### Exercise aim
Could you copy the essay on Die #20 below word for word, in full?
(Excerpt Opens)
Not Quite A Review of ‘Die #20’

The Final Campaign
Die #20

Writer: Kieron Gillen / Artist: Stephanie Hans / Image

Before talking about Die #20, let me recap how we got here.

2019

At the tail end of 2018, writer Kieron Gillen, Stephanie Hans, letterer Clayton Cowles, designer Rian Hughes, and editor Chrissy Williams let Die out into the world. Called “Goth Jumanji,” the comic is a tour de force of speculative fiction that asks a single question: why do we play tabletop role playing games?

Die #20

Each issue of Die, past the inaugural issue, opened with a chapter title, brief synopsis, and a character sheet that reminded the reader of the party. Die was a fantasy world with very specific rules governing the world. Each of the characters had very specific powers, and each issue was an invitation to get deeper into the world and understand the lore behind the game. Familiar archetypes were bent and broken. Tropes were tinkered, toyed, and utterly dismantled. Die became a fascinating parallel deconstruction and construction of the world, an elaborate web of literary and historical allusion that captivated me and my friends.
(Excerpt Closes)
(Records provided Opens)
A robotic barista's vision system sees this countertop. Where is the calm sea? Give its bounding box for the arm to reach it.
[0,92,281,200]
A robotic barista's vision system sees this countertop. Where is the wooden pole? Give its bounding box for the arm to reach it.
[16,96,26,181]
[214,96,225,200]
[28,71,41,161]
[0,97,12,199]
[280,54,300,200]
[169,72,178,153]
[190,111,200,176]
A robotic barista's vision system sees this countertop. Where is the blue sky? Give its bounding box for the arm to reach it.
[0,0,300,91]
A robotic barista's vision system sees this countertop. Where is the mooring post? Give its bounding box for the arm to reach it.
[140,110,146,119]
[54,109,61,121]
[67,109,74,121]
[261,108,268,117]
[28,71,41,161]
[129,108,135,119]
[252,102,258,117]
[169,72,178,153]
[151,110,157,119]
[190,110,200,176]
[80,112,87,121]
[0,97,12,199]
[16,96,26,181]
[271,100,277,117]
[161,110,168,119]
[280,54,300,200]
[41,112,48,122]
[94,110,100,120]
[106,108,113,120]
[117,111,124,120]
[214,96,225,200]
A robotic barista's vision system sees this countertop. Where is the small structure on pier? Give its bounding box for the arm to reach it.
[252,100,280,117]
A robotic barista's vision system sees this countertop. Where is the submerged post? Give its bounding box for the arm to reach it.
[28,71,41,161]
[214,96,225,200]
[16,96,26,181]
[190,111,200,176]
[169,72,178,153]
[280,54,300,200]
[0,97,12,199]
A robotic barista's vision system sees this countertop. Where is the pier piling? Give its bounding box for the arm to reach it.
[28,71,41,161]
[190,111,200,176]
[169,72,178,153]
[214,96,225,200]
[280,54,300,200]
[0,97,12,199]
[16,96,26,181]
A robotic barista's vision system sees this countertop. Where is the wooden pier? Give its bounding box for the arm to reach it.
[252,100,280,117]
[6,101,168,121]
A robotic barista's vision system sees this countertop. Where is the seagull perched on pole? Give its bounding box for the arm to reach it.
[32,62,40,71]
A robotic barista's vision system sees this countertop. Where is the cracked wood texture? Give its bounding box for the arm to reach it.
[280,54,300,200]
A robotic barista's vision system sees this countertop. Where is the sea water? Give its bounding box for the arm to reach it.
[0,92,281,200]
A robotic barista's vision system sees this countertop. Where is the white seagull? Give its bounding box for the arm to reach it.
(Records provided Closes)
### Exercise answer
Not Quite A Review of ‘Die #20’

The Final Campaign
Die #20

Writer: Kieron Gillen / Artist: Stephanie Hans / Image

Before talking about Die #20, let me recap how we got here.

2019

At the tail end of 2018, writer Kieron Gillen, Stephanie Hans, letterer Clayton Cowles, designer Rian Hughes, and editor Chrissy Williams let Die out into the world. Called “Goth Jumanji,” the comic is a tour de force of speculative fiction that asks a single question: why do we play tabletop role playing games?

Die #20

Each issue of Die, past the inaugural issue, opened with a chapter title, brief synopsis, and a character sheet that reminded the reader of the party. Die was a fantasy world with very specific rules governing the world. Each of the characters had very specific powers, and each issue was an invitation to get deeper into the world and understand the lore behind the game. Familiar archetypes were bent and broken. Tropes were tinkered, toyed, and utterly dismantled. Die became a fascinating parallel deconstruction and construction of the world, an elaborate web of literary and historical allusion that captivated me and my friends.